*Your objective*.
In the plot summary below, condense the paragraph that opens with "Back in Joel's memories" into a short bulleted list of its main events.

*Extract to read*.
START

Mary comments how Mierzwiak will be in the book someday, and Stan agrees. As the three drink more, Mary questions if Joel can be woken up, but Stan assures her that he can’t. In Joel’s memories, he remembers being woken up by Clementine who wants him to open up more to her. She doesn’t think Joel trusts her. Though he still has his eyes closed, he responds by stating how constantly talking isn’t necessarily communicating. She gets bothered by this and insists she just wants to know him better. According to Clementine, intimacy is about sharing things, and she gets mad over Joel’s comment. They continue to talk while other voice over memories are overlayed of Clementine wanting to read Joel’s journal if he has nothing to say about thoughts, passion, or love. Sometime after, he is writing in his journal about having dinner at Kang’s again on the date of November 19, 2003. He wonders if they are the couple people feel sorry for at restaurants. As she takes a swig from the bottle, Joel knows she’s going to be “drunk and stupid” now. Just then, she passively aggressively tells him to clean his hair off the soap in the shower. Before she refers to it as repulsive, he correctly guesses her verbiage. Suddenly, Joel is distracted after hearing Patrick from an unknown distance calling Clementine in real time. She’s extremely anxious and confused on the phone. At the same time, Joel is having visions of seeing Patrick in Barnes and Noble talking to Clementine. He tries to approach Patrick and attempts to turn him around, but since he doesn’t know Patrick’s face because he only saw him the one time outside the car, he doesn’t know Patrick in the dream. With this, he can only see the back of Patrick’s head, even when he flips him around. Joel finds himself in a different location and sits at a small dinner table, while hearing Clementine’s voice on the phone ask Patrick if she’s ugly and whatnot. In real time, Patrick asks Stan if he can leave for a bit to calm Clementine down. Stan tries to protest, but Mary insists he go, and she will help Stan instead. Patrick sees this as further evidence that Mary doesn’t like him. Even so, he goes to see her, calling her by a cutesy nickname of “Tangerine”.
Back in Joel’s memories, Clementine shows up at Joel’s place with dyed orange hair. Joel likes it and says she looks like a tangerine. As Joel jumps off the bed, it suddenly hits him. How does this Patrick know to call her that? At the same time, Stan and Mary share a joint on break and lay down on Joel’s bed on both sides of him. Stan is talking about The Clash’s legacy while Mary praises Mierzwiak and what he has given the world with his ideas. Patrick goes to Clementine’s house, and she is freaking out over a myriad of reasons like getting old and her skin not looking good, amongst other things. He consoles her, and it leads her to suggesting they got to Montauk or Boston on a whim. He’s down to go next weekend, but she wants to leave immediately. While this is going on, a high Stan and Mary dance on Joel’s bed while he lays there asleep, with Mary in her underwear. Patrick calls to tell Stan he can’t come back tonight because of Clementine, but Stan says it’s fine because he has it under control. Right after, Patrick searches through his bag while waiting for Clementine to get ready, and he pulls out a gift from Joel detailing his time laying on the Charles River with Clementine and how happy he was at that time. When she gets into the room, he puts it away and pulls out an early Valentine’s Day gift. He doesn’t know what it is but acts like it’s part of the surprise. It turns out to be a necklace she actually likes, which surprises her because she’s never been out with a guy who has given her jewelry she’s actually liked. What she doesn’t know was that this was Joel’s gift. Patrick saved the garbage bag of memories and is using it to win over Clementine.

END

*Data records*.
START

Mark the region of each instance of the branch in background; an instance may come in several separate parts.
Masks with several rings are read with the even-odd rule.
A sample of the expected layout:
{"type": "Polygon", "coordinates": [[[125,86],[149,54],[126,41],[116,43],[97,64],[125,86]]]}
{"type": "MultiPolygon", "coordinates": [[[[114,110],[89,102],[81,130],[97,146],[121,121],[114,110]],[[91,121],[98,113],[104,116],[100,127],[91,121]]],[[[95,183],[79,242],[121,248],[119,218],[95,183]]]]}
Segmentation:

END

*In response*.
- In a memory, Clementine arrives at Joel's place with orange hair, and Joel says she looks like a tangerine.
- Joel realizes with a jolt that Patrick is using this same nickname.
- Stan and Mary smoke a joint, lie on either side of the sleeping Joel, and talk about The Clash and Mierzwiak.
- At Clementine's house, Patrick comforts her as she panics about aging and her skin. She proposes a spontaneous trip to Montauk or Boston and wants to leave right away.
- Stan and Mary, high, dance on Joel's bed, with Mary in her underwear.
- Patrick calls to say he won't be back that night, and Stan says he has things under control.
- While Clementine gets ready, Patrick finds Joel's gift recalling his happy time lying on the Charles River with her. He hides it and gives her an early Valentine's Day gift without knowing what it is.
- The gift is a necklace she likes, the first jewelry from a guy that she has ever liked. It was actually Joel's gift, taken from the garbage bag of memories that Patrick kept to win her over.